SHORT TASK: Update the lines from the line with "Practice step: find the red" through the last line by replacing "put one point" with "place one dot", leaving everything else unchanged.

⁂

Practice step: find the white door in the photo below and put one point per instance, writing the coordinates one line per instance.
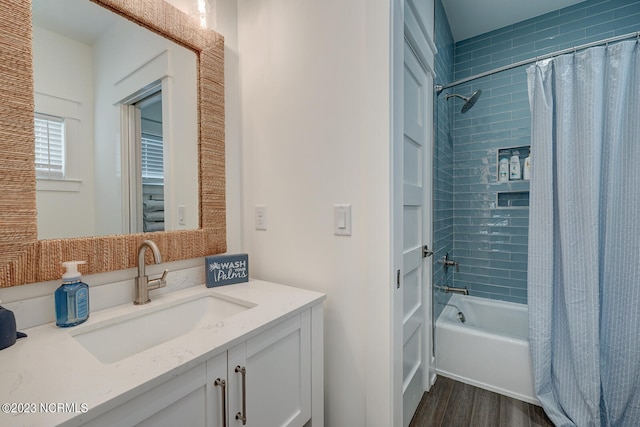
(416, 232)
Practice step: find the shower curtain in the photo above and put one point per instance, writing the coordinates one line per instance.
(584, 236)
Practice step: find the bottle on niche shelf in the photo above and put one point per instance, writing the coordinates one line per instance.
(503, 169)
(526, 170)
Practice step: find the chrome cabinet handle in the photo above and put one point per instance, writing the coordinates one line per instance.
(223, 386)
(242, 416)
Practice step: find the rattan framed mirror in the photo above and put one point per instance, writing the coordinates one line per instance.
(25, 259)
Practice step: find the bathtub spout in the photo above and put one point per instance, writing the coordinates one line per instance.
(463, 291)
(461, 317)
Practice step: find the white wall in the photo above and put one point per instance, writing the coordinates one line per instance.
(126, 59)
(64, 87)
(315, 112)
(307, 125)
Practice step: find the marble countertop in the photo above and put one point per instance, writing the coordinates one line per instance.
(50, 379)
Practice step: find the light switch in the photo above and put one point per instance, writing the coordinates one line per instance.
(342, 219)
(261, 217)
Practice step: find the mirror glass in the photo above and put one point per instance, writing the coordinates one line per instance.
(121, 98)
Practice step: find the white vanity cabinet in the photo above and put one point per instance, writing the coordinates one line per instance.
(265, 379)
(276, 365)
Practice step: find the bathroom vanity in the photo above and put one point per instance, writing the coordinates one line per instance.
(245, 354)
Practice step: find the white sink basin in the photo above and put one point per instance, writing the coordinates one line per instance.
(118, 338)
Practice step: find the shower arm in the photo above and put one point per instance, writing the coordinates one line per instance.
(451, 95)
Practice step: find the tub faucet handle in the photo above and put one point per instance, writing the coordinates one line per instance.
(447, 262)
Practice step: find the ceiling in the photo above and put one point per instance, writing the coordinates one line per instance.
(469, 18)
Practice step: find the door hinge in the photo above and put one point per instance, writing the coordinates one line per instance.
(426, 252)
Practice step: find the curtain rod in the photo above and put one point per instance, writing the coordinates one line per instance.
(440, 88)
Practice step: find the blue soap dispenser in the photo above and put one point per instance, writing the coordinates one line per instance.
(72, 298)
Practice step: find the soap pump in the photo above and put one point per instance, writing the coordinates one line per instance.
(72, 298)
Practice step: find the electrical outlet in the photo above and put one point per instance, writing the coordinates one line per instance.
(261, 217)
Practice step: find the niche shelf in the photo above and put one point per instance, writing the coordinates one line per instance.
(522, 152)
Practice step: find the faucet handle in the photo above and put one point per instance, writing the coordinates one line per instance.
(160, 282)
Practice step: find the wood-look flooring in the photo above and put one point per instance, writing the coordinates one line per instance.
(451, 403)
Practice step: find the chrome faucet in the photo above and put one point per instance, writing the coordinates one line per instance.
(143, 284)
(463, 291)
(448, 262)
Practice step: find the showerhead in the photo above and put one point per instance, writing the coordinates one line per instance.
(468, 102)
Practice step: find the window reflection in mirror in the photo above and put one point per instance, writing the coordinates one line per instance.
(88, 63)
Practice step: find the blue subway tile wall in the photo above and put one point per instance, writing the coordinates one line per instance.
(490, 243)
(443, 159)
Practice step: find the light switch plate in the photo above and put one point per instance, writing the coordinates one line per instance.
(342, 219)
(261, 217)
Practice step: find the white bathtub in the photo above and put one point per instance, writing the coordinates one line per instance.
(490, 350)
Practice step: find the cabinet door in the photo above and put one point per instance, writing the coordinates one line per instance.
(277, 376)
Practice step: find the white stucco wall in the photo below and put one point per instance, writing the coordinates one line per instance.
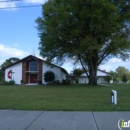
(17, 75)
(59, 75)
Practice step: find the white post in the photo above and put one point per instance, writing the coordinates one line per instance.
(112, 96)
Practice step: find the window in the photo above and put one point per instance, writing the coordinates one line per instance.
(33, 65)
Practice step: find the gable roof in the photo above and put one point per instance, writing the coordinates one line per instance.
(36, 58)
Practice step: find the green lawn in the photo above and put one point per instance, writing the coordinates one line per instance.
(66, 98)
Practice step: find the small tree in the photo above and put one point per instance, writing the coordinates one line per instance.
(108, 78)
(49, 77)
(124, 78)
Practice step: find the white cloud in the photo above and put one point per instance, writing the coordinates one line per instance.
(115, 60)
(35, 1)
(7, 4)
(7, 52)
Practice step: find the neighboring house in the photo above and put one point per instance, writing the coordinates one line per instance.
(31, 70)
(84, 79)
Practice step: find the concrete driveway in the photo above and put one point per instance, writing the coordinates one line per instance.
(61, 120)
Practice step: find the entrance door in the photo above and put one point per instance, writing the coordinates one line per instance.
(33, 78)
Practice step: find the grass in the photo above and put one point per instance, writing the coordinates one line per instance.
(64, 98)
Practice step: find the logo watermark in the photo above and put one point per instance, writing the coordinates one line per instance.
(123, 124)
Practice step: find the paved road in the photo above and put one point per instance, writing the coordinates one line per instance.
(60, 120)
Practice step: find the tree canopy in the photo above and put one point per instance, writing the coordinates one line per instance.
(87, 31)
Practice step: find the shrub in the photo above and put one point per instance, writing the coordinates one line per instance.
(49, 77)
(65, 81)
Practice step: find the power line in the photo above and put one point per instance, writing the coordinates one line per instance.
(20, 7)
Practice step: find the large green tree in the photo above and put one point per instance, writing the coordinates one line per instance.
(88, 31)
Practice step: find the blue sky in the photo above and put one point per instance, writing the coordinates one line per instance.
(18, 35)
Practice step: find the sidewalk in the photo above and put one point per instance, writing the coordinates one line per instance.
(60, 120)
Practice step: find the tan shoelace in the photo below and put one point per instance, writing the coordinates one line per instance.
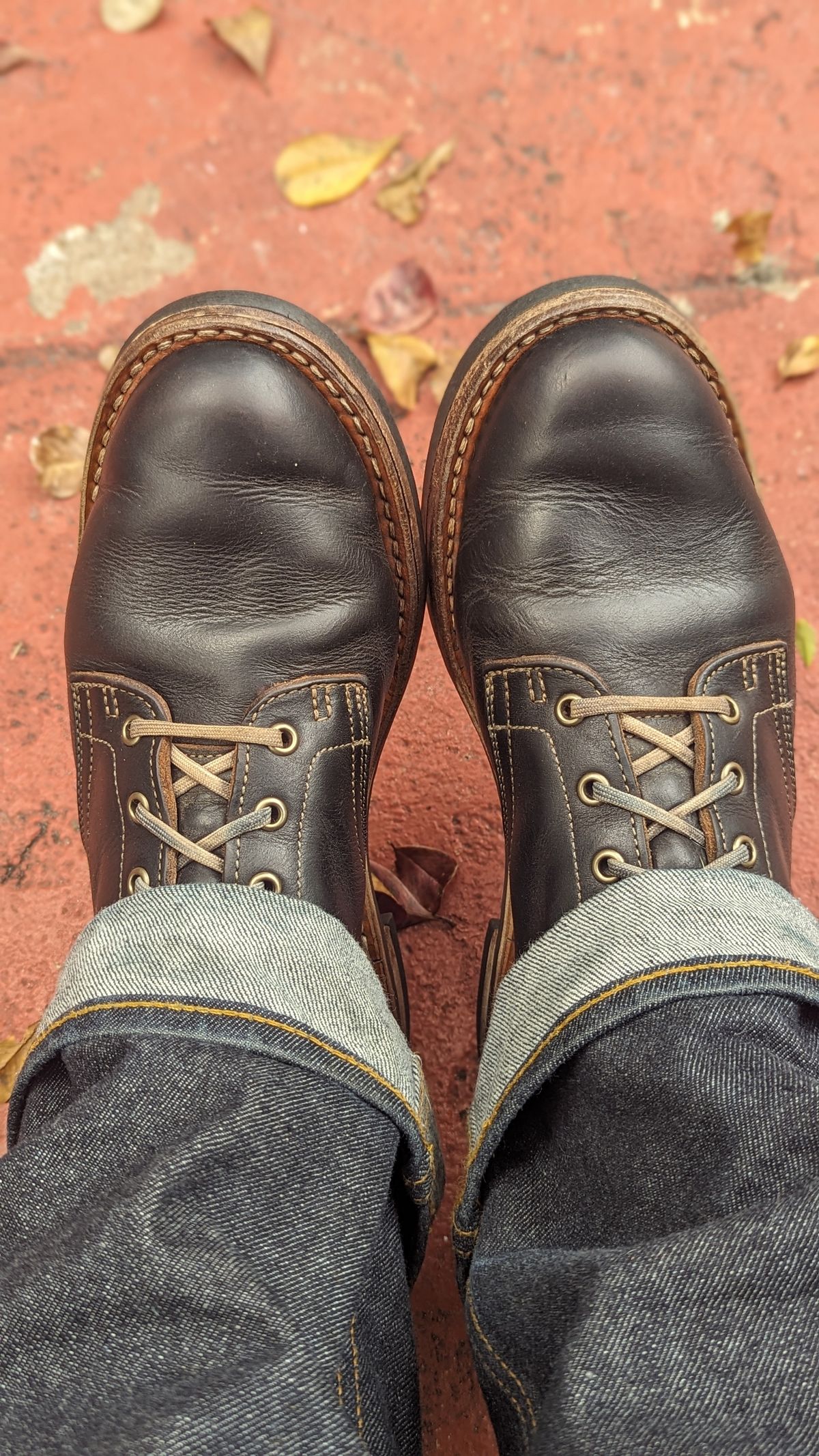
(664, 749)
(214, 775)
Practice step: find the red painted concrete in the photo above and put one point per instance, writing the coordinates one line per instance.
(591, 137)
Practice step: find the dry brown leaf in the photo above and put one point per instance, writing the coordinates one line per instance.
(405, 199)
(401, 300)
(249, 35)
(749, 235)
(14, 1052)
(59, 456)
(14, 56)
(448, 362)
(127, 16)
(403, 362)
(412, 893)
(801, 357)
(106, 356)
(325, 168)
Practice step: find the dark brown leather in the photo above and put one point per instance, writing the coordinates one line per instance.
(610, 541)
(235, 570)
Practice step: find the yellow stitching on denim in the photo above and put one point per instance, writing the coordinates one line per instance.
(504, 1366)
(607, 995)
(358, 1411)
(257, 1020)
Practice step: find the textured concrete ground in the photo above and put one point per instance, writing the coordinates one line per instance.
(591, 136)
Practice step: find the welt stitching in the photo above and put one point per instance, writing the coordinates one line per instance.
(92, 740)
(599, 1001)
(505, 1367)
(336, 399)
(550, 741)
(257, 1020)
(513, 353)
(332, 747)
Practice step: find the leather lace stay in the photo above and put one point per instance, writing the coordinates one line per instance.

⁂

FINISHED EXERCISE:
Practice step: find the red painted concrete in the photo above and place one dot per instance, writing the coordinates one line per instance.
(591, 137)
Practice step: find the dry brown leaf in the photo above and place one dot per instance, writing the coordinates one line per instance.
(405, 199)
(401, 300)
(249, 35)
(749, 235)
(14, 1052)
(59, 456)
(14, 56)
(448, 362)
(127, 16)
(403, 362)
(412, 893)
(801, 357)
(106, 356)
(325, 168)
Practice step: find the dark brown leather in the photo above and place one dot per instance, writing the coordinates one line per instance.
(610, 541)
(235, 570)
Practice step: find the yellow stitching on denim in the photo above and place one dot per instance, writing the coordinates one line per instance.
(504, 1366)
(607, 995)
(358, 1411)
(257, 1020)
Practice step: find the textured concrete ground in the photo above and place one dot per instance, writing the coordinates one line per instance.
(591, 136)
Practice step: find the welt stitching in the photo above and place one dot per instance, writing the coordinates one line per instance.
(92, 740)
(599, 1001)
(505, 1367)
(336, 399)
(550, 741)
(257, 1020)
(513, 353)
(332, 747)
Practice step: find the leather lace stay in the photo above and place one dot per instance, writing the coordinates one line per instance.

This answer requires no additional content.